>> begin EXCERPTED RECORDS

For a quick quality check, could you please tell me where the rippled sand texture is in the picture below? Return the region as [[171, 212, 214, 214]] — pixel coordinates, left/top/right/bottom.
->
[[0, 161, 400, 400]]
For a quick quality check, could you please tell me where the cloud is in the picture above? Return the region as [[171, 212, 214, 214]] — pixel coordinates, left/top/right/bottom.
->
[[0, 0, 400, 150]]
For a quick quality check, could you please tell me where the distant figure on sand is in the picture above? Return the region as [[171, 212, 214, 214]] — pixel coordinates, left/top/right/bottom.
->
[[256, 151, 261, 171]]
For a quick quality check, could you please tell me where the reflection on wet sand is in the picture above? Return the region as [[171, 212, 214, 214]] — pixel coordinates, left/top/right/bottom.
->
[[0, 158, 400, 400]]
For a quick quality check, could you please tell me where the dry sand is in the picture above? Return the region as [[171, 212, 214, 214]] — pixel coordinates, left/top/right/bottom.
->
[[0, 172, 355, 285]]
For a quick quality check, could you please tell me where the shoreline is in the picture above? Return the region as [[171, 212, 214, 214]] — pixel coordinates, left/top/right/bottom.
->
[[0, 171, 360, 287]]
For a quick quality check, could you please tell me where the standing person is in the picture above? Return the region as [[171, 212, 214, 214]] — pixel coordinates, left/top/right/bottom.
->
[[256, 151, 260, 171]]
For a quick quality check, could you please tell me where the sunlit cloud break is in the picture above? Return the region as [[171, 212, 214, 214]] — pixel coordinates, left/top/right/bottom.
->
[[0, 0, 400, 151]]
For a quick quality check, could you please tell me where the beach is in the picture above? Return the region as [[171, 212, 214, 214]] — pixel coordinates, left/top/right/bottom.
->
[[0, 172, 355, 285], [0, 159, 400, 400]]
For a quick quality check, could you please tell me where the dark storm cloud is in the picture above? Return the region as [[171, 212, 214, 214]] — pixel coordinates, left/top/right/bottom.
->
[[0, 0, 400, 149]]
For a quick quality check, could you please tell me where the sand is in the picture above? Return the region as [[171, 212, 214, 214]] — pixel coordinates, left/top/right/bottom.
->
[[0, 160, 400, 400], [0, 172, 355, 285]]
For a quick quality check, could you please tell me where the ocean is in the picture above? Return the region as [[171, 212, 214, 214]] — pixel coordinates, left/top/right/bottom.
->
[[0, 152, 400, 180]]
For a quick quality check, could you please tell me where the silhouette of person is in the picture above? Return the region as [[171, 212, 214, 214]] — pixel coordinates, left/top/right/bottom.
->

>> end EXCERPTED RECORDS

### TASK PROMPT:
Rescale the entries starting at the line that contains "where the cloud" and ending at the line that contains "[[256, 151, 261, 171]]", writing out only those lines, requests included, in full. Multiply every bounding-box coordinate in the answers by 2.45 and round to whole numbers with halves rounded up, but leave the numbers in the requests unchanged.

### FINAL ANSWER:
For a quick quality check, could you please tell me where the cloud is in the picture above? Return the region as [[171, 212, 214, 214]] — pixel coordinates, left/top/right/bottom.
->
[[0, 0, 980, 368]]
For a quick quality check, could you please tell me where the distant figure on sand is in the picture above? Return the region as [[171, 212, 214, 214]] — pixel coordinates, left/top/right/bottom.
->
[[627, 370, 639, 419]]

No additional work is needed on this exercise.